Tasks to carry out —
1 - In the fly-control commentary, reproduce the passage between "The issue made" and "a VFD order.", inclusive, swapping in "infectious keratoconjunctivitis" wherever "pinkeye" occurs.
2 - Answer these questions using the fly-control commentary:
(a) What did the unusually large hatch of black flies apparently cause on an Arkansas farm?
(b) What is the estimated annual loss caused by stable flies?
(c) How many flies per animal constitute an economic threshold?
3 - Please continue the fly-control commentary from its last sentence.

Document extract —
Control Flies, Prevent Disease

April 4, 2018 02:20 PM
 

The following commentary does not necessarily reflect the views of AgWeb or Farm Journal. The opinions expressed below are the author's own.

If fly season has not yet begun in your part of the country, it soon will. While we’ll probably never “win” the war on flies, early action and a season-long control strategy can prevent stress, lost performance and disease associated with flies and other external parasites of cattle.

The issue made headlines this week, when an unusually large hatch of black flies, in this case southern buffalo gnats, apparently caused the deaths of a bull and a cow on an Arkansas farm.

In addition to animal-welfare and performance impacts, flies, ticks and other external parasites transmit disease such as pinkeye and anaplasmosis. Prior to last year’s changes to the veterinary feed directive (VFD) rules, producers sometimes used medicated minerals or other free-choice feeds containing chlortetracycline (CTC) for prevention of pinkeye, an extra-label application. By law, medicated feeds can only be used in accordance with the label, and with the VFD rules in place, veterinarians must confirm the intended use complies with product labels before writing a VFD order.

Given those restrictions, and with antibiotic use falling under increasing consumer scrutiny and regulatory action, producers can benefit by working with their veterinarians to focus more on parasite control and less on medicated feeds for preventing those diseases.

Oklahoma State University Livestock Entomologist Justin Talley, PhD, says external parasites cause enormous economic losses to the cattle industry in the United States. Horn flies lead the way, causing an estimated $1.36 billion in annual losses in U.S. livestock herds. Stable flies cause an additional $672 million in losses, followed by horse flies at $296 Million, face flies at $191 million and ticks at $162 million.

Talley says when horn flies are present, control efforts can bring an average of 1.5 pounds of extra gain per week. Generally, 200 to 300 flies per animal constitutes an economic threshold, where treatment will pay.

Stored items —
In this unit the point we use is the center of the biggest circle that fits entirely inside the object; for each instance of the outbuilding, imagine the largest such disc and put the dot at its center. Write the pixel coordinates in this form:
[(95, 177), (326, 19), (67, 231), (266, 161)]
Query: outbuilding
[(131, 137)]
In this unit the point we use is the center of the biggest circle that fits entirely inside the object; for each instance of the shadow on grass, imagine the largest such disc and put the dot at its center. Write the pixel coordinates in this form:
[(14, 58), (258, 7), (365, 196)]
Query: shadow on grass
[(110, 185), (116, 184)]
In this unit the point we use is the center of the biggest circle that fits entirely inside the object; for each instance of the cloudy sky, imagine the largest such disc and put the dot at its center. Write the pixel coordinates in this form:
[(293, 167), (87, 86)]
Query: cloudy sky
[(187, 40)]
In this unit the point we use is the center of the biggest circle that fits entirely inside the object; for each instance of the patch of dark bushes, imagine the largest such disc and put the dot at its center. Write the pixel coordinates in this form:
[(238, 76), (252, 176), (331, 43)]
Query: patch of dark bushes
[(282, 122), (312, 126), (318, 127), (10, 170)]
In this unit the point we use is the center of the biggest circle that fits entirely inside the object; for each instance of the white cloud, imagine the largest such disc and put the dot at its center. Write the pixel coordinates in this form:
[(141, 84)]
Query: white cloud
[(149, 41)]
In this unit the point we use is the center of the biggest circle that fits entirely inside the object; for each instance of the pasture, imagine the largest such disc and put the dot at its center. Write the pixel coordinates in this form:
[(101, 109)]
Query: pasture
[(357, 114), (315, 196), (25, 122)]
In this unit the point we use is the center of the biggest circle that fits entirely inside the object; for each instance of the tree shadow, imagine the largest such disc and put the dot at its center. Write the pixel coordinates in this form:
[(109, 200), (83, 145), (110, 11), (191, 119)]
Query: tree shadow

Responses to the exercise —
1 -
The issue made headlines this week, when an unusually large hatch of black flies, in this case southern buffalo gnats, apparently caused the deaths of a bull and a cow on an Arkansas farm.

In addition to animal-welfare and performance impacts, flies, ticks and other external parasites transmit disease such as infectious keratoconjunctivitis and anaplasmosis. Prior to last year’s changes to the veterinary feed directive (VFD) rules, producers sometimes used medicated minerals or other free-choice feeds containing chlortetracycline (CTC) for prevention of infectious keratoconjunctivitis, an extra-label application. By law, medicated feeds can only be used in accordance with the label, and with the VFD rules in place, veterinarians must confirm the intended use complies with product labels before writing a VFD order.

2 -
(a) The deaths of a bull and a cow.
(b) $672 million.
(c) 200 to 300 flies per animal.

3 -
Stable flies tend to accumulate on the lower part and legs of the animal, with five to 10 flies per leg a typical economic threshold. Populations typically peak in the spring and again in the fall.

Face flies are not a biting fly, but cause stress and play a role in transmission of Moraxella bovis, the pathogen that causes pinkeye in cattle.

Horse flies and deer flies can serve as mechanical vectors for Anaplasma marginale, the bacteria causing anaplasmosis in cattle. Veterinarian Gregg Hanzlicek, at the Kansas State Veterinary Diagnostic Laboratory, says flies carry, but don’t amplify the anaplasmosis pathogen, meaning the bacteria flies pick up when feeding is the maximum they will be able to pass on to the next animal when they take their blood meal. Control is important though, as flies can travel significant distances and introduce anaplasmosis into beef herds.

Several species of ticks, particularly the dog tick, serve as biological vectors for the anaplasmosis pathogen. When ticks feed on a positive animal, the bacteria establish inside the tick and reproduce, and the concentration can reach very high levels.  When the tick feeds on an animal it will pass those bacteria through the saliva.

Fly control efforts should begin early in the season, before populations explode. Talley says to avoid encouraging pesticide resistance, don’t use pyrethroid tags more often than one year in three, and do not use organophosphate tags more than two years in a row.

Insect growth regulators (IGRs) and feed-through larvicides offer additional options. These generally are formulated with mineral blocks or mixes. They pass through the animal and kill or inhibit fly larvae in the manure. In the southern United States, use these products in the early spring, with timing moving later further north, to match the time flies begin laying eggs prior to the seasonal spike in population growth.

The cost of insecticide ear tags averages around $3.20 to $4.45 per cow per season. Pour-on products range from $2.50 to $9.50, depending on the number of treatments needed. Generally, Talley says, ear tags combined with an IGR provide cost-effective control.

Effective fly control requires planning and flexibility to account for seasonal and regional variation. Your veterinarian can help identify strategies for protecting animal health, welfare and performance while preventing pesticide resistance in flies and antibiotic resistance in pathogens.